Collection entries
━━━━━━━━━━

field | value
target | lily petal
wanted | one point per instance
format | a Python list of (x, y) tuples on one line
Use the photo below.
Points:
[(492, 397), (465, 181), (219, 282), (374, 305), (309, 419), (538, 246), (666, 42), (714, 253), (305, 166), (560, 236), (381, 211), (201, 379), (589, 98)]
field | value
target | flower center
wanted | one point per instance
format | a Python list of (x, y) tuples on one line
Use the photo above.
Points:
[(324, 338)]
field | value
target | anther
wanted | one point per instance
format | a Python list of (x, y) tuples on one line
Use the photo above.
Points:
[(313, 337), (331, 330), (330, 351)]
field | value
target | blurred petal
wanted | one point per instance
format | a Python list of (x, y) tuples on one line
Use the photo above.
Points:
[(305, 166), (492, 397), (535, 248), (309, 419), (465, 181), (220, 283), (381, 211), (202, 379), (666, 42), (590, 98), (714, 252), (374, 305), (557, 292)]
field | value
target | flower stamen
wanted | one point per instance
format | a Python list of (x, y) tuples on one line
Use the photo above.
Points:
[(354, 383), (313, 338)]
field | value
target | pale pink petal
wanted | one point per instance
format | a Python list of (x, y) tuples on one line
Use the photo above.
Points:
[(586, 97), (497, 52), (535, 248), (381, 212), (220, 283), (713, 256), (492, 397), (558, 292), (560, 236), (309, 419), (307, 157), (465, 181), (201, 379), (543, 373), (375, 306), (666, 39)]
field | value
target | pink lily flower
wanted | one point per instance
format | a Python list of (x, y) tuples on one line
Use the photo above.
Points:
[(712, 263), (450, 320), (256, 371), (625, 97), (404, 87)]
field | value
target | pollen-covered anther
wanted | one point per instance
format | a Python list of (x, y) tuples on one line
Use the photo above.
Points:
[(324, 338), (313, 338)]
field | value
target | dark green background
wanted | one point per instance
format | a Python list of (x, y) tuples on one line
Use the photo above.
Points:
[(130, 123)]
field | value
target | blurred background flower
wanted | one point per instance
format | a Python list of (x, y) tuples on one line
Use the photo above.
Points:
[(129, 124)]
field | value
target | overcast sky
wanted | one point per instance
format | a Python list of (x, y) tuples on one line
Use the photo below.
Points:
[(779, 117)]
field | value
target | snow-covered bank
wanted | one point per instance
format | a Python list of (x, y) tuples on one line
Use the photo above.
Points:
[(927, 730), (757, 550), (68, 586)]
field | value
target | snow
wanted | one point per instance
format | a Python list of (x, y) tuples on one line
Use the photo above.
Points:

━━━━━━━━━━

*Problem requirements*.
Rewrite the data above, replacing "one point per instance" with "a single point for each instance" everywhere it occurs and keeping everything else unchanged.

*Written solution*.
field | value
target | lily petal
wanted | a single point for each instance
format | a Python list of (x, y) tuples on one line
Use the photo below.
Points:
[(492, 397), (465, 181), (219, 282), (374, 305), (309, 419), (538, 246), (666, 42), (714, 253), (305, 166), (560, 236), (381, 211), (201, 379), (589, 98)]
field | value
target | flower center
wanted | a single point for each instance
format | a Python list of (x, y) tuples on one line
Use the photo above.
Points:
[(324, 338)]
field | value
target | anther
wanted | a single point for each instance
format | a Python list of (x, y) tuples on one line
Use the photo above.
Points:
[(313, 337), (331, 330), (330, 351)]
field | value
target | blurred petal
wanted | a single point for each instance
format | a Python list of (x, y) tuples on one line
Use the photo above.
Points:
[(305, 166), (492, 397), (535, 248), (309, 419), (465, 181), (220, 283), (381, 211), (202, 379), (666, 42), (590, 98), (714, 252), (374, 305), (557, 292)]
field | value
target | flower stamen
wanted | a single point for each instance
format | a Python list of (x, y) tuples on one line
Use the photo above.
Points:
[(354, 383), (313, 338)]
field | value
target | pale pink petal
wanted | a single point for each instance
format | a Python list of (x, y) tuples on one line
Use the photo above.
Points:
[(586, 97), (497, 52), (535, 248), (381, 212), (220, 283), (713, 256), (492, 397), (558, 292), (560, 236), (309, 419), (307, 157), (465, 181), (201, 379), (543, 373), (375, 306), (666, 39)]
field | value
target | pink lily flower
wanted | a single point for each instance
format | a Python list of (x, y) tuples on one line
Use the photo above.
Points:
[(712, 263), (450, 320), (256, 371), (625, 97), (404, 87)]
field | value
target | pollen-covered anther
wanted | a single point for each instance
format | a Python list of (x, y) tuples on one line
Use the photo above.
Points:
[(324, 338), (313, 338)]
field | value
target | dark green background
wanted | a single point for each instance
format | a Python list of (x, y) tuples on one line
Use the photo above.
Points:
[(130, 123)]
field | value
target | blurred background flower
wanted | a single point for each instance
format | a Python list of (x, y) tuples on one line
Use the photo above.
Points:
[(129, 124)]
field | value
target | overcast sky
wanted | a single point for each instance
format | a Python list of (x, y) tuples on one line
Use the photo below.
Points:
[(779, 117)]
field | value
target | snow-covered bank
wanted | a single point for each instance
format | a Python list of (x, y) tuples on one line
Use the photo above.
Points:
[(927, 730), (757, 550), (68, 586)]
field | value
target | snow
wanted | a single point for each instance
format | a Python list of (x, y) tuples on one line
Use the photo above.
Points:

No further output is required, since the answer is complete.